* _Data provided_:
-.-.-

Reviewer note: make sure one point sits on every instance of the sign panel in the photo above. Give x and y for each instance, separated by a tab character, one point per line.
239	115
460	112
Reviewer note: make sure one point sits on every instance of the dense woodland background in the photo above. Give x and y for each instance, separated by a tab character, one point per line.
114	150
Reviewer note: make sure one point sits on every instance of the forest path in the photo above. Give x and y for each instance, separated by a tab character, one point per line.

-.-.-

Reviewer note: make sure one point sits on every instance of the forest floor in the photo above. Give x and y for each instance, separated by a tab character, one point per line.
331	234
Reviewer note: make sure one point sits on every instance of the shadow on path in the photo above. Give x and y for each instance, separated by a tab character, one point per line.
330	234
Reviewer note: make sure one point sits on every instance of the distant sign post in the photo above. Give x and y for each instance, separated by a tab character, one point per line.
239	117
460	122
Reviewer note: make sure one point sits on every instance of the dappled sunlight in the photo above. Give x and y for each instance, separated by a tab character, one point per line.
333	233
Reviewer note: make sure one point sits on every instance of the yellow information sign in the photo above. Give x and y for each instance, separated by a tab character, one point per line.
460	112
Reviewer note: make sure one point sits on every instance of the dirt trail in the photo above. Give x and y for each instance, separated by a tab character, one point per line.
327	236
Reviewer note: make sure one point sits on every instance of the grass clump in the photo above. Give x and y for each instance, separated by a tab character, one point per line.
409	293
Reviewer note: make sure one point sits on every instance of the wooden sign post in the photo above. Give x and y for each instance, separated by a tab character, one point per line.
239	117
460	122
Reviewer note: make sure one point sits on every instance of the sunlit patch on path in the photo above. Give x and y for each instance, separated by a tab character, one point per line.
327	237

-.-.-

* _Try it_: Using the material above, transcribe exactly the lines from the line with "of the sign" to the line with "the forest path"; both count, and nothing else goes in.

* _Exercise result_:
Reviewer note: make sure one point sits on every instance of the sign panel in the photo above. Give x and y for each instance, separated by a tab character, one point per line.
239	115
460	112
Reviewer note: make sure one point sits on every instance of the dense woodland background in the photo above. Give x and y for each instance, separated by a tab character, one point per line.
114	150
Reviewer note: make sure one point sits on every instance of the forest path in the photo above. Give x and y for each instance, separated by a tab character, one point per line.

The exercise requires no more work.